**PASSAGE SHOWN**
On page 5, we are told that the surveyors carried out historical research. If they did, it is very thinly reflected in the pages that follow. The focus of the work is overwhelmingly on architecture (itself not discussed in much detail); the social and cultural history of Decatur is scarcely touched upon, unless that history has been bland beyond belief. The “historical context” that begins on page 11 provides no context at all. It merely defines time periods and says the city grew as these periods progressed. Note, for instance, that:

(a) Apparently no Indians ever came close to Decatur; the place has no history prior to the “first European settlers.” One wonders, too, if all these settlers were “European;” I seem to recall that a lot of such settlers were accompanied (willingly or otherwise) by settlers of African origin.

(b) We are given no notion of why Decatur ever came to be; the “Final Report” just accepts that it came into existence and developed quietly thereafter. We are told that it “promoted itself as a quiet, prosperous small town” in the mid-1800s, which “offered a peaceful, healthful, and beautiful place to live.” Was there some economic basis for its prosperity? Some social or cultural basis for its perceived beauty? Some environmental reason for its healthfulness?

(c) Apparently no African-Americans have ever lived in Decatur, or if they have, they are invisible in its history. My family’s lore tells of much-respected African-American women who took care of my elder siblings and me; I wonder where they came from.

(d) Somehow Decatur seems to have escaped the Civil War untouched. I had the impression that Sherman’s army had some effect on the place, but I suppose I (and Wikipedia, for what that is worth) must be mistaken. Sherman’s depredations apparently had nothing to do with the fact that “none of these original historic structures (around the Square) remain.”

(e) Similarly, the difficulties surrounding Reconstruction seem to have had no impact on Decatur. What a blessed town it must be!

(f) Decatur’s growth has apparently been a sort of organic thing, perhaps fueled by photosynthesis. Neighborhoods simply “develop” or sometimes “are developed.” What motivated their development, and hence might have influenced their character, was apparently of no interest to the authors of the “Final Report.”

(g) Nothing seems to have happened in Decatur after the period 1940-60. This may reflect the author’s decision not to consider buildings unless they were at least fifty years old – a decision that may be justified in a mindless sort of way by the National Register of Historic Places’ general exclusion of properties achieving significance in the last fifty years. In most parts of the world, however – at least to the best of my knowledge – history did not stop fifty years ago, and in some places recent historical events have had profound impacts on both historic properties and the communities in which they exist. Apparently not in Decatur, however.

The bulk of the “Final Report” comprises “Neighborhood Summaries” made up of maps and very thin descriptions of Decatur’s neighborhoods, through which are woven largely unsubstantiated statements like “a good example,” “has kept its historic character,” and “not proposed as a historic district.” Presumably these are statements of opinion and intent by the authors – who I find nowhere identified by name, and whose qualifications, as far as I can tell, are nowhere presented.

**GOALS**
1 – In the critique of the Decatur survey report, on which page does the "historical context" section begin?
2 – Please list every quoted phrase that the critique of the Decatur survey report calls a largely unsubstantiated statement in the "Neighborhood Summaries."
3 – Extend the critique of the Decatur survey report, picking up after its final sentence.

**Excerpts of pointing data**

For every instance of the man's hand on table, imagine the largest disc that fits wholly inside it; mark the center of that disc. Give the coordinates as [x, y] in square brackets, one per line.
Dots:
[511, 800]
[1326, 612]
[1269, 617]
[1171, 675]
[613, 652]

* * *

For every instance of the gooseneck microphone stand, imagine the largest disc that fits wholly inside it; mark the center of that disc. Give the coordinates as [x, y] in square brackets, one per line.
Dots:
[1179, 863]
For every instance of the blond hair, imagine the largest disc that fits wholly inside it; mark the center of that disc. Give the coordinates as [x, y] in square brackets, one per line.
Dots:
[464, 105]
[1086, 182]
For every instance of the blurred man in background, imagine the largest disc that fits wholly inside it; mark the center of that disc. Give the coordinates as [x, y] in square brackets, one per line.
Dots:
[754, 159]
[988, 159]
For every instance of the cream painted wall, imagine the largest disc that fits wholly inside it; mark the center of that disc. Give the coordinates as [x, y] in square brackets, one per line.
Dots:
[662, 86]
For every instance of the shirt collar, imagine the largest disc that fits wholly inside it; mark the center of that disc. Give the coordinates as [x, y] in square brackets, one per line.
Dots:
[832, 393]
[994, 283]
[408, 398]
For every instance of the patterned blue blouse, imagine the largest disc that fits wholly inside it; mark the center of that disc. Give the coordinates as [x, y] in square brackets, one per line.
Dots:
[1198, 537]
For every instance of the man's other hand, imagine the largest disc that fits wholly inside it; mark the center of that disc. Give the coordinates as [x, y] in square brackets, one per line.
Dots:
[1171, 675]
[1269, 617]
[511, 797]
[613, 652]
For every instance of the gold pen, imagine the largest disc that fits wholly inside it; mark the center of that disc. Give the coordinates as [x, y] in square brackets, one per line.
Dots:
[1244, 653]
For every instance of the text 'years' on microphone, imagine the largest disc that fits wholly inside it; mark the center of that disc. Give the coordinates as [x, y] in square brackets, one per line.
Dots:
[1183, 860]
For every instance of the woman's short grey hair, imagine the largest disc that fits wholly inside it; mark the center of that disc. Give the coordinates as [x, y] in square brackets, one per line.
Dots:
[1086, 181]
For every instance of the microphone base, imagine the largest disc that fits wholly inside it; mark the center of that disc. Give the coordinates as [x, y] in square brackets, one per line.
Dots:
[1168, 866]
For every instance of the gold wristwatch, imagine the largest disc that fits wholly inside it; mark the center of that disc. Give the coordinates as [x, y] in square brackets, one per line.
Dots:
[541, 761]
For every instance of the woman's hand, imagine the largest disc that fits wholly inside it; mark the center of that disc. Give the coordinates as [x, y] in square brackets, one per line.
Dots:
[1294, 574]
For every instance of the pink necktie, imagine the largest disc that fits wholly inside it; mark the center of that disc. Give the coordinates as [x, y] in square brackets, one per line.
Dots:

**ANSWERS TO THE EXERCISES**
1 – Page 11.

2 – "a good example," "has kept its historic character," "not proposed as a historic district"

3 –
Nor can I even determine from the “Final Report” how neighborhoods or specific properties were defined and selected for evaluation. For instance, my older sister, who actually remembers Decatur in the late 1930s/early 1940s, tells me of a neighborhood in which African-American families were concentrated. I imagine this neighborhood lost its distinctive character – for better or worse – during the social changes of the mid-late 20th century, but I have to wonder where it was, what surviving properties might be associated with it, and what cultural significance they may retain for Decatur’s African-American residents – who I cannot believe do not exist, despite their total invisibility in the “Final Report.”

In summary, the “Final Report” seems to be to be a deeply deficient product, notably in the following ways:

1. No evidence that the community was involved in any way in its production;

2. A remarkably vague, uncritical, bit of happy-talk about Decatur’s development instead of a useful discussion of the town’s history.

3. No representation of history as a basis for judging historical significance; evaluations were apparently done solely on the basis of perceived architectural merit.

4. Narrowly limited and usually unspecified bases for characterization and evaluation. The perceptions upon which evaluations were based were apparently only those of the anonymous outside professionals who performed the survey, and whose qualifications to make such evaluations are not even shared with those who, we are assured on pages 4-5, will benefit from them. The reader is expected, apparently, to accept these perceptions as gospel truth.

Again, I am sorry to say that in my experience these sorts of deficiencies are not uncommon among survey reports done for local governments, states, federal agencies and non-governmental organizations throughout the country, but in my opinion they are no less deficient for being common. Historic preservation has sunk very low when this sort of report passes for a professional planning document.

I hope this admittedly critical review is of some use to you.